• _TASK TO CARRY OUT_
Copy every one of the following records word for word, keeping each line and character unchanged.

• _RECORD LIST_
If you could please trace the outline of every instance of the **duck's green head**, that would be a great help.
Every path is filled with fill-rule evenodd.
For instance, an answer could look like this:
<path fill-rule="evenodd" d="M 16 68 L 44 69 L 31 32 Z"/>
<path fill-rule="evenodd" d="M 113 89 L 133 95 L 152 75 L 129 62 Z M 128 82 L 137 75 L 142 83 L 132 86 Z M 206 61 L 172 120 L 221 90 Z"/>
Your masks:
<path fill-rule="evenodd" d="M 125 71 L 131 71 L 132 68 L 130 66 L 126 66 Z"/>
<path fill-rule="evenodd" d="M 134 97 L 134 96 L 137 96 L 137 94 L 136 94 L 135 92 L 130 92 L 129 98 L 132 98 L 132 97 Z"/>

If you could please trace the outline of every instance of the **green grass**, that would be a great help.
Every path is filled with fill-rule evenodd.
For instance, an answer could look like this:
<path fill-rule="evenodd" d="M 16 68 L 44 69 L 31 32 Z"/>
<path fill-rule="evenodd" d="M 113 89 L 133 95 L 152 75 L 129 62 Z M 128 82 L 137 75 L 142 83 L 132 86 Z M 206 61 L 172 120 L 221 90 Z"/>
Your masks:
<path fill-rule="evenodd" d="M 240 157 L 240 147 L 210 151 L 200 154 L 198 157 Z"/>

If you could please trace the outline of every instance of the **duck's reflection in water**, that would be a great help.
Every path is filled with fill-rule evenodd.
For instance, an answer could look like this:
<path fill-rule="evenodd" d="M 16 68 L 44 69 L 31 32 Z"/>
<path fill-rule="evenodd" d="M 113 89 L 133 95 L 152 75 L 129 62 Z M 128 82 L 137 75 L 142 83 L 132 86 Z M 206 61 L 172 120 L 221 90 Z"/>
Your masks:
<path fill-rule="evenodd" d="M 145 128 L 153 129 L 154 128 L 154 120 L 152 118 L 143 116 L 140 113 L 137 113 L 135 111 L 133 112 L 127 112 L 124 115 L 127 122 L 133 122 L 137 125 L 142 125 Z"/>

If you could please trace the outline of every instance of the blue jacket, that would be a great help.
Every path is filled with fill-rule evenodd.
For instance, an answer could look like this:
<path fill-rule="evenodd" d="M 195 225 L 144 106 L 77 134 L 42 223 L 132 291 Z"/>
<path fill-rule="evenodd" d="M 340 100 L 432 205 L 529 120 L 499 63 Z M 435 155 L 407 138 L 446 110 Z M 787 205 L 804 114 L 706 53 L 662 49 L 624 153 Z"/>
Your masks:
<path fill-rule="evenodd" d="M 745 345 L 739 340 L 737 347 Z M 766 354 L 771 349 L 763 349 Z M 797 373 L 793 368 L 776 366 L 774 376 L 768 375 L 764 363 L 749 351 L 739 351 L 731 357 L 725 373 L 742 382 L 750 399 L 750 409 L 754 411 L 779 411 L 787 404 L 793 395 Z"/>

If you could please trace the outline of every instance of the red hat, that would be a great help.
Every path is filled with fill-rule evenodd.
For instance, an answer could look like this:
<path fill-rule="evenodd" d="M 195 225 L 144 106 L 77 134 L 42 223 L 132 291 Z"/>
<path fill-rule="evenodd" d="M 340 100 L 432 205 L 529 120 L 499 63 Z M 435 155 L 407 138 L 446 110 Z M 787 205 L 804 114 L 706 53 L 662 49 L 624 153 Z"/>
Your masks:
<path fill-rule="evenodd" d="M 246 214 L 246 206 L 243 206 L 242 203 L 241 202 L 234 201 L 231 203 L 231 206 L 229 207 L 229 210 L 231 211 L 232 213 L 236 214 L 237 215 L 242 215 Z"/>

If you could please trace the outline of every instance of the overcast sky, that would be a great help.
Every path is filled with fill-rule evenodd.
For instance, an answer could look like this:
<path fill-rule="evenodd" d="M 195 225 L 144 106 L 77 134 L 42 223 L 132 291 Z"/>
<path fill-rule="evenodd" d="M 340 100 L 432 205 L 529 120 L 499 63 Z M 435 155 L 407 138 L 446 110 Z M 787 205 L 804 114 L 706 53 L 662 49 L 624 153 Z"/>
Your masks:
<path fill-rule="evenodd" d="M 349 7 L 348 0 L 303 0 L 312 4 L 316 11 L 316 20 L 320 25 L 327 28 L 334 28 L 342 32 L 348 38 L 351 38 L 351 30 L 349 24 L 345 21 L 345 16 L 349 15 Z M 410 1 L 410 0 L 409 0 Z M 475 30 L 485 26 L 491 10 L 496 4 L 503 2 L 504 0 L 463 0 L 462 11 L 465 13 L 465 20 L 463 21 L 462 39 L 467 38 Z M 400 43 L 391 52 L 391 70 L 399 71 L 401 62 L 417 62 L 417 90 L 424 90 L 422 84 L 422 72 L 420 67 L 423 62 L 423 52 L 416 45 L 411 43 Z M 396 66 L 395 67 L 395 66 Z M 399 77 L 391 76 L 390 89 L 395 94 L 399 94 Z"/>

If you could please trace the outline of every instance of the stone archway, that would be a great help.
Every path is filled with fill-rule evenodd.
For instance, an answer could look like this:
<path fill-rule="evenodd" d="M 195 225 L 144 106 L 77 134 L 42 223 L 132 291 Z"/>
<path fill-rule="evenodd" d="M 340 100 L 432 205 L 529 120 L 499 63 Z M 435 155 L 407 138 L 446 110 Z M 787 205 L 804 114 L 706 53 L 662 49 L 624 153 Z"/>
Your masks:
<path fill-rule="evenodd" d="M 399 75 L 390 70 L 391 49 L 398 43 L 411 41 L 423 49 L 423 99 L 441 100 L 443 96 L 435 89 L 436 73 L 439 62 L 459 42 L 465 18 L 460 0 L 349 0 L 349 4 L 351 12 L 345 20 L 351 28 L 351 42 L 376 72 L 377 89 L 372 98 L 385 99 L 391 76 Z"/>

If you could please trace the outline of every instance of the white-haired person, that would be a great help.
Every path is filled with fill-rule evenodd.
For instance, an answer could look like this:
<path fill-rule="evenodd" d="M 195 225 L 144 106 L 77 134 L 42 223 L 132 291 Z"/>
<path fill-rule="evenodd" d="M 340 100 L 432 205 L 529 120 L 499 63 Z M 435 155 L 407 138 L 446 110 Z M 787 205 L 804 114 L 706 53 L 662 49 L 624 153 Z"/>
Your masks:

• _SOLVED PROBLEM_
If you could please trace the outline of every instance of the **duck's green head**, that would be a great help.
Every path is filled with fill-rule evenodd.
For instance, an answer could look like this:
<path fill-rule="evenodd" d="M 16 68 L 44 69 L 31 32 Z"/>
<path fill-rule="evenodd" d="M 113 89 L 133 95 L 152 75 L 129 62 Z M 128 82 L 137 75 L 142 83 L 132 86 Z M 206 61 L 172 120 L 221 90 Z"/>
Your masks:
<path fill-rule="evenodd" d="M 125 71 L 131 71 L 132 68 L 130 66 L 126 66 Z"/>
<path fill-rule="evenodd" d="M 134 97 L 134 96 L 137 96 L 137 94 L 136 94 L 135 92 L 130 92 L 129 98 L 132 98 L 132 97 Z"/>

If you could please trace the outline of every instance of the **green grass**, that would be a great help.
Every path is filled with fill-rule evenodd.
For instance, an answer could look like this:
<path fill-rule="evenodd" d="M 16 68 L 44 69 L 31 32 Z"/>
<path fill-rule="evenodd" d="M 113 89 L 133 95 L 152 75 L 129 62 Z M 128 82 L 137 75 L 142 83 L 132 86 Z M 206 61 L 172 120 L 221 90 Z"/>
Your masks:
<path fill-rule="evenodd" d="M 240 157 L 240 147 L 210 151 L 200 154 L 198 157 Z"/>

If you could please trace the outline of every instance of the **duck's reflection in water**, that would be a great help.
Every path is filled with fill-rule evenodd.
For instance, an answer could look like this:
<path fill-rule="evenodd" d="M 16 68 L 44 69 L 31 32 Z"/>
<path fill-rule="evenodd" d="M 113 89 L 133 95 L 152 75 L 129 62 Z M 128 82 L 137 75 L 142 83 L 132 86 Z M 206 61 L 172 120 L 221 90 Z"/>
Your masks:
<path fill-rule="evenodd" d="M 145 128 L 153 129 L 154 128 L 154 120 L 152 118 L 143 116 L 140 113 L 137 113 L 135 111 L 133 112 L 127 112 L 124 115 L 127 122 L 133 122 L 137 125 L 142 125 Z"/>

If you could please trace the outline of every instance of the blue jacket, that would be a great help.
Every path is filled with fill-rule evenodd.
For instance, an answer could look like this:
<path fill-rule="evenodd" d="M 195 225 L 144 106 L 77 134 L 42 223 L 132 291 Z"/>
<path fill-rule="evenodd" d="M 340 100 L 432 205 L 529 120 L 499 63 Z M 435 155 L 407 138 L 446 110 Z M 787 205 L 804 114 L 706 53 L 662 49 L 624 153 Z"/>
Your masks:
<path fill-rule="evenodd" d="M 745 345 L 739 340 L 737 347 Z M 766 354 L 771 349 L 763 349 Z M 797 373 L 793 368 L 776 366 L 774 376 L 768 375 L 764 363 L 749 351 L 739 351 L 731 357 L 725 373 L 742 382 L 750 399 L 750 409 L 754 411 L 779 411 L 787 404 L 793 395 Z"/>

If you could please trace the outline of every instance of the red hat, that would be a great help.
Every path is filled with fill-rule evenodd.
For instance, an answer could look like this:
<path fill-rule="evenodd" d="M 195 225 L 144 106 L 77 134 L 42 223 L 132 291 Z"/>
<path fill-rule="evenodd" d="M 340 100 L 432 205 L 529 120 L 499 63 Z M 435 155 L 407 138 L 446 110 Z M 787 205 L 804 114 L 706 53 L 662 49 L 624 153 Z"/>
Your masks:
<path fill-rule="evenodd" d="M 246 214 L 246 206 L 243 206 L 242 203 L 241 202 L 234 201 L 231 203 L 231 206 L 229 207 L 229 210 L 231 211 L 232 213 L 236 214 L 237 215 L 242 215 Z"/>

If you could please trace the outline of every instance of the overcast sky, that would be a great help.
Every path is filled with fill-rule evenodd.
For instance, an answer could look like this:
<path fill-rule="evenodd" d="M 195 225 L 144 106 L 77 134 L 42 223 L 132 291 Z"/>
<path fill-rule="evenodd" d="M 340 100 L 432 205 L 529 120 L 499 63 Z M 435 155 L 407 138 L 446 110 Z M 787 205 L 804 114 L 706 53 L 662 49 L 624 153 Z"/>
Your masks:
<path fill-rule="evenodd" d="M 349 7 L 348 0 L 303 0 L 312 4 L 316 11 L 316 20 L 320 25 L 327 28 L 334 28 L 342 32 L 348 38 L 351 38 L 351 30 L 349 24 L 345 21 L 345 16 L 349 15 Z M 410 1 L 410 0 L 409 0 Z M 475 30 L 485 26 L 491 10 L 496 4 L 503 2 L 504 0 L 463 0 L 462 11 L 465 13 L 465 20 L 463 21 L 462 39 L 467 38 Z M 400 43 L 391 52 L 391 70 L 399 71 L 401 62 L 417 62 L 417 90 L 424 90 L 422 84 L 422 72 L 420 67 L 423 62 L 423 52 L 416 45 L 411 43 Z M 396 66 L 395 67 L 395 66 Z M 399 77 L 391 76 L 390 89 L 395 94 L 399 94 Z"/>

If you could please trace the outline of every instance of the stone archway, that would be a great help.
Every path is filled with fill-rule evenodd.
For instance, an answer could look like this:
<path fill-rule="evenodd" d="M 195 225 L 144 106 L 77 134 L 42 223 L 132 291 Z"/>
<path fill-rule="evenodd" d="M 340 100 L 432 205 L 529 120 L 499 63 Z M 435 155 L 407 138 L 446 110 Z M 787 205 L 804 114 L 706 53 L 662 49 L 624 153 Z"/>
Your masks:
<path fill-rule="evenodd" d="M 399 75 L 390 70 L 391 49 L 398 43 L 411 41 L 423 49 L 423 99 L 441 100 L 443 96 L 435 89 L 436 73 L 439 62 L 459 42 L 465 18 L 460 0 L 349 0 L 349 4 L 351 12 L 345 20 L 351 28 L 351 42 L 376 72 L 377 89 L 372 98 L 385 99 L 391 76 Z"/>

If you could please trace the outline of every instance of the white-haired person, that would be a great help.
Every path is filled with fill-rule evenodd.
For instance, an answer could look like this:
<path fill-rule="evenodd" d="M 195 225 L 144 106 L 77 134 L 42 223 L 132 291 Z"/>
<path fill-rule="evenodd" d="M 340 100 L 432 205 L 529 120 L 499 63 Z M 435 155 L 407 138 L 446 110 Z M 787 205 L 804 114 L 706 53 L 662 49 L 624 153 Z"/>
Your masks:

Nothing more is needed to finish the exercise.